**INSTRUCTION**
Starting at the beginning of the data and ending with the line that contains "M 255 246 L", reproduce only those lines in full, requests included, scaling every coordinate in the answer outlines by 0.9 and rounding to whole numbers, with halves rounded up. Leave all numbers in the requests and their sample output unchanged.
-- start EXERCISE INPUTS --
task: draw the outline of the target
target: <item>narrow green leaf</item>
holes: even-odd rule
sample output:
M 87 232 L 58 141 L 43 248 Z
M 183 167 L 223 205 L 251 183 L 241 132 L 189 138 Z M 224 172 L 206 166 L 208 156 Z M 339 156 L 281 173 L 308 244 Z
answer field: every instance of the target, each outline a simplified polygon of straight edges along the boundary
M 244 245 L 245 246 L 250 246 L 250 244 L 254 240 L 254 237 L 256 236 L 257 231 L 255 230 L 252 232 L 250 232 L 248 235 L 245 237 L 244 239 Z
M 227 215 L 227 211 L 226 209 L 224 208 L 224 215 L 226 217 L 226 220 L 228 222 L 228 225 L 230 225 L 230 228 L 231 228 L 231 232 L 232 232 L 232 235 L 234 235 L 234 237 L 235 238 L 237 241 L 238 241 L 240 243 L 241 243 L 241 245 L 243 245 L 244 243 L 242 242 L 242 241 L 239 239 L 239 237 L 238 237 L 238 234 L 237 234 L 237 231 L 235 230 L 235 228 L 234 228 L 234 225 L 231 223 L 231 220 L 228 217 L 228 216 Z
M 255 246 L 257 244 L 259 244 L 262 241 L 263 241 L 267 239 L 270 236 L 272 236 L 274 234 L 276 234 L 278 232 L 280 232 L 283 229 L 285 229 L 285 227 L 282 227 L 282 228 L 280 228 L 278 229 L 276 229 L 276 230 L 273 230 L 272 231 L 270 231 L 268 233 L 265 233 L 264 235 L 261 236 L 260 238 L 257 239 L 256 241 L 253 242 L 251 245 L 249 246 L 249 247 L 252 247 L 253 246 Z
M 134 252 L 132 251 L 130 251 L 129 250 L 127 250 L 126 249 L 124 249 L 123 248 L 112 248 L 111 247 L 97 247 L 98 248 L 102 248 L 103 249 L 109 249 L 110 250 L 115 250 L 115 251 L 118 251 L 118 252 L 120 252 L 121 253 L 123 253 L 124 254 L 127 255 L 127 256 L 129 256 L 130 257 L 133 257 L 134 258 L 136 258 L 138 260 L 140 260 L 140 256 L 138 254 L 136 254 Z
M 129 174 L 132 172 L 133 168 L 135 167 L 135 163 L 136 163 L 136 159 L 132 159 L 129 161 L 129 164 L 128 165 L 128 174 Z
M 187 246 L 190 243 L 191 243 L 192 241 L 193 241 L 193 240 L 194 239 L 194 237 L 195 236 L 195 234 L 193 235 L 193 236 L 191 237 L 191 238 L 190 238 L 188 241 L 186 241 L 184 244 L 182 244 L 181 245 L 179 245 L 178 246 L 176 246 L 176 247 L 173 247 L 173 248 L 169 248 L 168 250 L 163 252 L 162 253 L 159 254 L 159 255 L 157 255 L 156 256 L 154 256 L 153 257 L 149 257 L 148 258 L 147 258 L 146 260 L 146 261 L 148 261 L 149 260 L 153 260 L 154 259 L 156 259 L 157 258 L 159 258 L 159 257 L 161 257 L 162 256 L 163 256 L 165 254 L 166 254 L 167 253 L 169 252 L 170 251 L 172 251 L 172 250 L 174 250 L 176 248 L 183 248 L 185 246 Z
-- end EXERCISE INPUTS --
**SOLUTION**
task: draw the outline of the target
target: <item>narrow green leaf</item>
holes: even-odd rule
sample output:
M 87 232 L 58 141 L 43 248 Z
M 183 167 L 223 205 L 251 183 L 241 132 L 189 138 Z M 224 172 L 206 166 L 208 156 Z M 339 156 L 281 173 L 308 244 Z
answer field: every instance of the target, each outline a simplified polygon of straight edges along the boundary
M 220 221 L 221 221 L 225 221 L 225 220 L 229 216 L 229 213 L 230 212 L 231 208 L 230 207 L 227 209 L 225 209 L 223 212 L 221 213 L 220 215 Z
M 204 194 L 204 190 L 203 188 L 202 187 L 202 194 L 203 195 L 203 198 L 205 200 L 205 203 L 207 203 L 207 205 L 208 205 L 208 209 L 209 209 L 209 212 L 211 212 L 211 213 L 212 214 L 213 217 L 214 217 L 216 219 L 217 219 L 217 221 L 219 221 L 220 219 L 218 218 L 218 217 L 215 215 L 215 213 L 214 213 L 214 211 L 213 211 L 213 208 L 212 207 L 212 205 L 211 205 L 211 203 L 208 201 L 208 198 L 205 195 L 205 194 Z
M 230 221 L 231 220 L 233 220 L 236 217 L 237 217 L 240 215 L 243 212 L 245 212 L 247 211 L 248 211 L 250 209 L 252 209 L 255 206 L 257 206 L 257 204 L 254 204 L 254 205 L 252 205 L 250 206 L 248 206 L 248 207 L 246 207 L 245 208 L 243 208 L 241 210 L 239 210 L 238 212 L 235 212 L 234 214 L 231 215 L 230 217 L 228 218 L 226 221 L 224 221 L 224 222 L 227 222 L 228 221 Z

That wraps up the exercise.